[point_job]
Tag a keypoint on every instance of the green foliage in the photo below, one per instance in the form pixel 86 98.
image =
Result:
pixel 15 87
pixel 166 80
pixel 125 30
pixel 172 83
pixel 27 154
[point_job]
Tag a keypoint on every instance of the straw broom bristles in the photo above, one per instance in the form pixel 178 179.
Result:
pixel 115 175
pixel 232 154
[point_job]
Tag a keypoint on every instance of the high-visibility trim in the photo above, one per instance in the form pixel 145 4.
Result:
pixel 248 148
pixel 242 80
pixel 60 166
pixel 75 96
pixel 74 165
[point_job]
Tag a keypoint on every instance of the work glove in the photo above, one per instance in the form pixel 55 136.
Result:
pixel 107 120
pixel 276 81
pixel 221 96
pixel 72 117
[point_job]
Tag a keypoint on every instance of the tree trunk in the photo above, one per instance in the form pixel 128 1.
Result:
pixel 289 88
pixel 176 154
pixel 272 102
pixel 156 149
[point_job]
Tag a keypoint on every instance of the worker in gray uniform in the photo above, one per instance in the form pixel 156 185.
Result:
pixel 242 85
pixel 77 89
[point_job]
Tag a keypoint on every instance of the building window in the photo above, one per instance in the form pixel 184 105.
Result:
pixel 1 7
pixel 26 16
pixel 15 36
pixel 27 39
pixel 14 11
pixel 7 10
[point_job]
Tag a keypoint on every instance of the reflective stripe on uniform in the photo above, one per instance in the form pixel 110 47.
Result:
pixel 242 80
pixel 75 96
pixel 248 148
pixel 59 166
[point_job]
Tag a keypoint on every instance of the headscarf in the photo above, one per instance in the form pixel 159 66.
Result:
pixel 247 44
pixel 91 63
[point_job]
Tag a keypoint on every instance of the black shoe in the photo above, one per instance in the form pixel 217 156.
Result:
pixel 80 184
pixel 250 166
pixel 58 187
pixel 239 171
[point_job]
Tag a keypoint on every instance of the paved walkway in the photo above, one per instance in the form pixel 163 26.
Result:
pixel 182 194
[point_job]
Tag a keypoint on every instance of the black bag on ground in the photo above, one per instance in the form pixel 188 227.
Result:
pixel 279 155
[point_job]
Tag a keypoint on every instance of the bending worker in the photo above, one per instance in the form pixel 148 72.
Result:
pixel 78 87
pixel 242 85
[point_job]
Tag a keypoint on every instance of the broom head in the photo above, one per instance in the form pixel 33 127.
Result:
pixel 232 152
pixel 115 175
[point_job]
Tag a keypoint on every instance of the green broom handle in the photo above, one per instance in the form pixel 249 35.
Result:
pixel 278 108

::::::::::

ASSIGNMENT → Copy out each line of the entries where the word "uniform" is found.

RESPONSE TO THE TASK →
Tag a keypoint on every instance of the worker in gray uniform in the photo above, one per instance in the form pixel 156 185.
Tag a keypoint on every instance of the reflective stripe on uniform in the photo above, one per instance in the form pixel 110 47.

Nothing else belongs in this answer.